>> START

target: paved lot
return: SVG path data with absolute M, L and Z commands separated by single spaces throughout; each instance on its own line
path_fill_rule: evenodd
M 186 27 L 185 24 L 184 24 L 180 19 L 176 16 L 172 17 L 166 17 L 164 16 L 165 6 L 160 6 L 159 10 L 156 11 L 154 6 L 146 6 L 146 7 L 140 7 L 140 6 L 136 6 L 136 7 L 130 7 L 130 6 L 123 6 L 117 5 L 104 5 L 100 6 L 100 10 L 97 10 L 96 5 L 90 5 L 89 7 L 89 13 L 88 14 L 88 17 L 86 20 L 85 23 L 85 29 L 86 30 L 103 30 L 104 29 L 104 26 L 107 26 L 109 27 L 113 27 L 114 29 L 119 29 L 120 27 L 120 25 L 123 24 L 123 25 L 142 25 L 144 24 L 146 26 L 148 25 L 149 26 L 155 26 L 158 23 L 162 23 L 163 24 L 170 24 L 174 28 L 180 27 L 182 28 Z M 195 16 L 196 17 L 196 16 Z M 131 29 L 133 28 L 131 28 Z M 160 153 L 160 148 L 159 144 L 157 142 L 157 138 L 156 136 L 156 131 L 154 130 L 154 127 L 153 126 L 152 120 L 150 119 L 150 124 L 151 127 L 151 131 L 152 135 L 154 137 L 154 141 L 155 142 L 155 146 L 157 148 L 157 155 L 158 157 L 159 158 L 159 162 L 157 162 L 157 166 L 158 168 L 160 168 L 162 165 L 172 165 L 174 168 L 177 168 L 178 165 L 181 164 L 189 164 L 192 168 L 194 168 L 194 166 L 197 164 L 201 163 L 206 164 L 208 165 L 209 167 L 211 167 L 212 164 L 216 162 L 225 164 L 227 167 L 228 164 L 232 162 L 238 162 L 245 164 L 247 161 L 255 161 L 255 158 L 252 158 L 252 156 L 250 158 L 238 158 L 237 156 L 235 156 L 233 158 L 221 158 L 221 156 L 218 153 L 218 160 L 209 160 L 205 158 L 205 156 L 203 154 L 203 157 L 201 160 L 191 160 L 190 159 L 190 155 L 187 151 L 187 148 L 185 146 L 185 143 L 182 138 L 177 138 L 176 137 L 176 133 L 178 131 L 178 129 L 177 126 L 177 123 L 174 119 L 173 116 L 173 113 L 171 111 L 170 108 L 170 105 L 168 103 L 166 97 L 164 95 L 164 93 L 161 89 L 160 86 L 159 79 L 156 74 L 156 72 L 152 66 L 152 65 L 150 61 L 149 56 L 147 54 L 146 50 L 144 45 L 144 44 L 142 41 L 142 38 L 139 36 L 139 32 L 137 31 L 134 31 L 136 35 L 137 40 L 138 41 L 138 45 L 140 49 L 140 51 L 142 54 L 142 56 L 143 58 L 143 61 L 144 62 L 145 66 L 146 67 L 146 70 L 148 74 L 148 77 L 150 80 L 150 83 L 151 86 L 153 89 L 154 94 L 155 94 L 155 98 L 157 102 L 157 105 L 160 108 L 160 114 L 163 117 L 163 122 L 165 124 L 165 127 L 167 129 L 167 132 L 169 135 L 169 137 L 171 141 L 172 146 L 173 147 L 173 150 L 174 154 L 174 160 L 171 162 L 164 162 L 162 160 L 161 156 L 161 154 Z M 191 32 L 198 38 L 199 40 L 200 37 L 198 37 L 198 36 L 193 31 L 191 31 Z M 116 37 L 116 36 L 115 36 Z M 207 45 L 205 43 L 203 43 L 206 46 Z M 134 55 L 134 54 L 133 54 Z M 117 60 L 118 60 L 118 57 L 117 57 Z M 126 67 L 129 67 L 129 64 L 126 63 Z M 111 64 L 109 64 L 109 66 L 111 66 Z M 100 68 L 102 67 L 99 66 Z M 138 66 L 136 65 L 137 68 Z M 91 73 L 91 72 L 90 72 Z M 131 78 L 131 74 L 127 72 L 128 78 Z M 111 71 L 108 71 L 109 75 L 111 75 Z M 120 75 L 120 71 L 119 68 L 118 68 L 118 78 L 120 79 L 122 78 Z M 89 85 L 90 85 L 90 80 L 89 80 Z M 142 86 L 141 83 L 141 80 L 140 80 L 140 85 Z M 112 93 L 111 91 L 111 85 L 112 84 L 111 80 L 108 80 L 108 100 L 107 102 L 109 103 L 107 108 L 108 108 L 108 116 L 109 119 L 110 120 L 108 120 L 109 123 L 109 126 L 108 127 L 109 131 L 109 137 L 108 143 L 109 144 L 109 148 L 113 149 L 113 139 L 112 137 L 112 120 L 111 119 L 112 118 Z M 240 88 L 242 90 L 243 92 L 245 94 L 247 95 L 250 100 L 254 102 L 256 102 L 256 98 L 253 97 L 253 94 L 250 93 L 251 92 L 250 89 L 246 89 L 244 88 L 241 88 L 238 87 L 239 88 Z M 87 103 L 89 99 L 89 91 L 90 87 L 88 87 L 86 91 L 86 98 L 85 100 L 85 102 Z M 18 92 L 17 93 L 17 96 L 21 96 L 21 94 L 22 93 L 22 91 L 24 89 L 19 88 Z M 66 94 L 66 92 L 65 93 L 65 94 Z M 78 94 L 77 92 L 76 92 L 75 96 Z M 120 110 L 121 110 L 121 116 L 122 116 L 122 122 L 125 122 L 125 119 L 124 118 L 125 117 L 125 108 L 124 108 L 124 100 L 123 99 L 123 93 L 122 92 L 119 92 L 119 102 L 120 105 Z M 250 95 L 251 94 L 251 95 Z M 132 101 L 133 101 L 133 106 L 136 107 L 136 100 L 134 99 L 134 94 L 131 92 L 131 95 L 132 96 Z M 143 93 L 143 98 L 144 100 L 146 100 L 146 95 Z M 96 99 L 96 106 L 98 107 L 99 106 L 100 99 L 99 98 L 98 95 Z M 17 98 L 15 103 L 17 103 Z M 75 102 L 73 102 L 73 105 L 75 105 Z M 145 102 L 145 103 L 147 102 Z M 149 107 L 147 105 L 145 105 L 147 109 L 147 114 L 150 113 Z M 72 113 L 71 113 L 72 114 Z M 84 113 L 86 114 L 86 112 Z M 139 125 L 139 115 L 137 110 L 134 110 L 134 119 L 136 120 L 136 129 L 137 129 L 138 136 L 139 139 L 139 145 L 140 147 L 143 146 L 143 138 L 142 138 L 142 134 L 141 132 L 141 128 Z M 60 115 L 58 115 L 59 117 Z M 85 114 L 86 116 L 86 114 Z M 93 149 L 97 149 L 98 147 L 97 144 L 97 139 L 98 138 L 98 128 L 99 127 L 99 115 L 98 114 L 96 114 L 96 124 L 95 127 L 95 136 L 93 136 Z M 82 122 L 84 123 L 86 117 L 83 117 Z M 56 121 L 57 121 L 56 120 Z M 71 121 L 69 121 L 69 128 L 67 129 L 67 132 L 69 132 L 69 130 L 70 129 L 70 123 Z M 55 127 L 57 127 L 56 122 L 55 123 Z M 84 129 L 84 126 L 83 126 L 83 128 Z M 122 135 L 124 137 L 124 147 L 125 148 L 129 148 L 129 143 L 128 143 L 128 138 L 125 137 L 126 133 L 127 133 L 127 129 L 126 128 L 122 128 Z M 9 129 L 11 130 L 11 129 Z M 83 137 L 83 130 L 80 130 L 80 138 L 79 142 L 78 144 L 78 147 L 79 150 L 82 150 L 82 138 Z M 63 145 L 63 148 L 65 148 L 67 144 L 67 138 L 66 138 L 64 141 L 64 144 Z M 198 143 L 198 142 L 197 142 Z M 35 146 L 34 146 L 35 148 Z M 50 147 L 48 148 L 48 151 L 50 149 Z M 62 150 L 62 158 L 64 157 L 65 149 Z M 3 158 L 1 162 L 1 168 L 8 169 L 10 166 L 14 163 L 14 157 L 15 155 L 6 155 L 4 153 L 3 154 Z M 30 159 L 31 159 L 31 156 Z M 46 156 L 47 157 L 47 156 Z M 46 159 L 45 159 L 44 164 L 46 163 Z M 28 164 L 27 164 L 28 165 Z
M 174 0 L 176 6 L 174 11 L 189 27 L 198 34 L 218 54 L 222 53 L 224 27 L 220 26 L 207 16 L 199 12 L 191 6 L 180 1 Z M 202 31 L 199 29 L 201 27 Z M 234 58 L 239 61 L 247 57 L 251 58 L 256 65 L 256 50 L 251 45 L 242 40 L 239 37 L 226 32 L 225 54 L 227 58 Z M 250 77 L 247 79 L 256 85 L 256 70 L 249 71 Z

>> END

### Given task
Rewrite the listing from its first line through the line containing "path_fill_rule: evenodd", inclusive, with "paved lot" changed to "gravel lot" and nothing else altered.

### Problem solution
target: gravel lot
return: SVG path data with absolute M, L and Z commands separated by single spaces throughout; each instance on its own line
path_fill_rule: evenodd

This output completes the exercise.